Point-per-instance localization data:
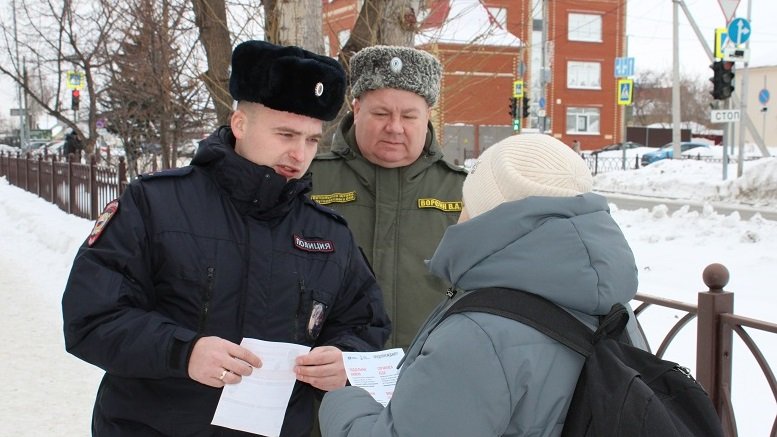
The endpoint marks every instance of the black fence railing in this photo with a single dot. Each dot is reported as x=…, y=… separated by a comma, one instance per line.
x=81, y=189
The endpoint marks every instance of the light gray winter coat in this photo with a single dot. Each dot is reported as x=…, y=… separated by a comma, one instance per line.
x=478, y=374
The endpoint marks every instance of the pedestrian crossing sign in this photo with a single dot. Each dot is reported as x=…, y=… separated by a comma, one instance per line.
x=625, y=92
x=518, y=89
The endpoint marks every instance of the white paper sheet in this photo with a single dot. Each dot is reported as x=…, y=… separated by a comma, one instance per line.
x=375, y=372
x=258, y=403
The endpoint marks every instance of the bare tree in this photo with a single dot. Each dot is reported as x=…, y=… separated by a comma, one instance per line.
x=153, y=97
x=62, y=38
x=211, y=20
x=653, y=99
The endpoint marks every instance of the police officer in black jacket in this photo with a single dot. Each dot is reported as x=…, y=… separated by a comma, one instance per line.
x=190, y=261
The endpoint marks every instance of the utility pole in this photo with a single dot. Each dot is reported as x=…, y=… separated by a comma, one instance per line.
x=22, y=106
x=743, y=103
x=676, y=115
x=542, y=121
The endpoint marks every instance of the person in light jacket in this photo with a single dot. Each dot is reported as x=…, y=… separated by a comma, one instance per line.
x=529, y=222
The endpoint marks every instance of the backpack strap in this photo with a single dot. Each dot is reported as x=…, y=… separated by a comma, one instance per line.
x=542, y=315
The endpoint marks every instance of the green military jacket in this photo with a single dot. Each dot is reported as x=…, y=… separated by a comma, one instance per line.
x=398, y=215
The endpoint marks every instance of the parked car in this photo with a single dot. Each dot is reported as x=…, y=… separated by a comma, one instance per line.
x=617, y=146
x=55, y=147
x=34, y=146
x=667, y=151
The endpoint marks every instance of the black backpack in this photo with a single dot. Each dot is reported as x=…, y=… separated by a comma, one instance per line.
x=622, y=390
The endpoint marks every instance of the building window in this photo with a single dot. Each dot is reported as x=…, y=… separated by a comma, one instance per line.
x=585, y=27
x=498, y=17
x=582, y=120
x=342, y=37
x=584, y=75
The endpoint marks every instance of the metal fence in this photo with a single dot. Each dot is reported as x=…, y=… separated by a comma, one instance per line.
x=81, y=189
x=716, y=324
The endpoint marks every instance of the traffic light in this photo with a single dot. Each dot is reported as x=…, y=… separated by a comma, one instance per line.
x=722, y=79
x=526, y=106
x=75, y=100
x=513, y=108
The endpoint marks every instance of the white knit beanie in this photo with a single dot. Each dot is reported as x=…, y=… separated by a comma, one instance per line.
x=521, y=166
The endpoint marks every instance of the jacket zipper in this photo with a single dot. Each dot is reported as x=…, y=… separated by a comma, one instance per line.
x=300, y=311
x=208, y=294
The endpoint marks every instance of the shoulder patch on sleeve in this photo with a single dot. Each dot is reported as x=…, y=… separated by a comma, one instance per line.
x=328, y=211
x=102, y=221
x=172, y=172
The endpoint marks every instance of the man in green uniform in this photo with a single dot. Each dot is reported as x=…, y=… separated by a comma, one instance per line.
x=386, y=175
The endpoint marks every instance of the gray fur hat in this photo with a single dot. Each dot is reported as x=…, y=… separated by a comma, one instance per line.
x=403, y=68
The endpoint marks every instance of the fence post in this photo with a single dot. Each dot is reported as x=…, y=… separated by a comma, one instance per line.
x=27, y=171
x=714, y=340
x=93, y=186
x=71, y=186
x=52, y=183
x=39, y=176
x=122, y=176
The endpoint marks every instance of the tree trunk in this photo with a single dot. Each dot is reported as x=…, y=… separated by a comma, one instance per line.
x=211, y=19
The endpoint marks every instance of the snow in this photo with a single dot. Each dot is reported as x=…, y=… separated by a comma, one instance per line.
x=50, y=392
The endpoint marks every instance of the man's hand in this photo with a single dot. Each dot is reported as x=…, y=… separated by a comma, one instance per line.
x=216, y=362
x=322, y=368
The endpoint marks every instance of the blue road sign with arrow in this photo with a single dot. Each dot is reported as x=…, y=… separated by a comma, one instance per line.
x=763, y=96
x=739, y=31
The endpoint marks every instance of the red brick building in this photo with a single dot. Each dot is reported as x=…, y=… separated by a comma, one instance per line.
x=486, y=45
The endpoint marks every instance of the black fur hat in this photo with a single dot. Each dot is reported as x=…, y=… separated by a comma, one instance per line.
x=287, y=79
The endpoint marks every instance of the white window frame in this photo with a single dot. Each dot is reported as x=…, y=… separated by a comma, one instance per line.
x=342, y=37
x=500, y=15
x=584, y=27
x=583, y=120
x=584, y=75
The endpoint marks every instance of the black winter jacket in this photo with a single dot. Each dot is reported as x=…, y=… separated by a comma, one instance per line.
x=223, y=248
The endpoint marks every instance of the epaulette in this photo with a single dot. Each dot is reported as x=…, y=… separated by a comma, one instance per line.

### Problem requirements
Please print each of the records word for word, keeping the pictures out.

### The completed task
The endpoint marks every instance of the black fence railing in this photo with a single dot. Each dot is reported as x=…, y=… separated by a comma, one instance per line.
x=81, y=189
The endpoint marks every instance of the light gray winter coat in this photo with a single dot. Each dot is reported as x=…, y=… separated by a comma, one instance per line.
x=478, y=374
The endpoint marks every instance of the pedestrian crossing sign in this photo with a single dot. Each dot is reported as x=…, y=… separated by a comma, one instance per line.
x=625, y=92
x=518, y=89
The endpoint marks every instance of the white paper sheet in this photo with a single dot. Each dot is reported as x=…, y=… separated by a comma, one instance per line.
x=375, y=372
x=258, y=403
The endpoint marks every instance of the bare tree in this photo with a single dot. Each dot is reported as x=…, y=… separated by a comma, one instance per line.
x=153, y=97
x=62, y=38
x=211, y=20
x=653, y=99
The endpoint marks every instance of the police officer in black jacket in this photo with a single dot. Each dot is reported as x=…, y=… separated by a comma, one instance per line.
x=190, y=261
The endpoint marks every instance of the utility pole in this photo with a single dot. Each dot is reported as x=…, y=… separated by a comma, one instance per line.
x=22, y=106
x=743, y=103
x=676, y=115
x=542, y=121
The endpoint marks every instance of the person in light jacket in this photo with a single dot. Each dot is reported as x=…, y=… separated by a comma, one instance per line.
x=529, y=222
The endpoint marks every instance of the backpack strap in this photo with a single dot. Each dot is reported as x=…, y=… separated by a comma, one instance per line.
x=542, y=315
The endpoint marks every instance of the green military jacket in this photo with a single dot. Each dot is reported as x=…, y=… separated by a comma, one instance per line.
x=398, y=215
The endpoint marks every instance of the parked car in this photo with a single dot. Each dot is reported as x=…, y=… separated by a comma, one instance per line.
x=617, y=146
x=55, y=147
x=34, y=146
x=667, y=151
The endpoint marks every instance of the black backpack in this photo with a single dot. Each dot is reported as x=…, y=… separated by a comma, one instance per line.
x=622, y=390
The endpoint marks every instance of the building window in this photo with a single dot. Each dot is reported as x=…, y=… separated by a comma, one instance per line.
x=585, y=27
x=498, y=17
x=582, y=120
x=342, y=37
x=584, y=75
The endpoint marks every instance of the metal fence in this photo with a single dot. Each dot is reported as x=…, y=… separated by a comma, one instance per line.
x=81, y=189
x=716, y=324
The endpoint marks every instance of the traffic light in this photo with a single dot. Each dot is reported as x=…, y=… separated by a comma, one instance per line.
x=722, y=79
x=526, y=106
x=75, y=100
x=513, y=108
The endpoint marks every instance of the white knit beanie in this photo with a single dot. Each dot is reported as x=…, y=… separated by a comma, one instance per line.
x=521, y=166
The endpoint marks every instance of the jacket zipper in this photo with a single dot. Each dot is reported as x=…, y=… separated by a comma, one instance per line.
x=300, y=311
x=208, y=294
The endpoint marks every instance of the shoulder patch on sleeve in this photo with a single dot. Each dot is reported as x=…, y=… separated by a comma, one instance per line.
x=328, y=211
x=102, y=221
x=172, y=172
The endpoint marks every instance of the man in green uniform in this photo with a single dot. Each dot is reported as x=…, y=… separated by a comma, one instance per line.
x=386, y=175
The endpoint marks every instance of the gray fur hat in this photo with a single dot. Each dot is reported as x=…, y=… separated by a comma, one instance per line.
x=403, y=68
The endpoint marks every instance of the fence post in this photo with a single dot. Each dot is reported as x=…, y=… separated by a comma, one instance per line.
x=27, y=171
x=714, y=340
x=93, y=186
x=71, y=186
x=52, y=183
x=39, y=176
x=122, y=176
The endpoint marks every instance of the tree trunk in this photo with a single dot. Each dot is reported as x=…, y=… separated by a comma, one instance per line.
x=211, y=19
The endpoint marks every instance of the snow in this photo with a single dot. Each dot is reported as x=…, y=… separated by a comma, one instance per line.
x=50, y=392
The endpoint marks every instance of the man's hand in this photo with a single dot. Each dot is reported as x=…, y=… separated by a comma, one instance per line.
x=216, y=362
x=322, y=368
The endpoint marks every instance of the blue road sign with arrow in this photo with a single dot. Each dot is reported as x=…, y=… separated by a comma, one instance per line.
x=763, y=96
x=739, y=31
The endpoint marks every instance of the red brick building in this photo with a single dot. Each dot is reported as x=…, y=… separated by a comma, one instance per line.
x=486, y=45
The endpoint marks every instance of the black fur hat in this photo with a single dot. Each dot is reported as x=…, y=… separated by a comma, one instance per line.
x=287, y=79
The endpoint marks every instance of the white window frame in this photo with a single dot. Each dot is reported as x=…, y=… separated by a comma, one instance per line.
x=342, y=37
x=500, y=15
x=584, y=27
x=583, y=120
x=584, y=75
The endpoint marks every instance of the black winter jacket in this photo with a single dot. Each dot is reported as x=…, y=… separated by a comma, one instance per line.
x=223, y=248
The endpoint marks every instance of the epaulette in this photo with a single dot. Each dot is reported as x=…, y=… separated by a comma, one instance per line.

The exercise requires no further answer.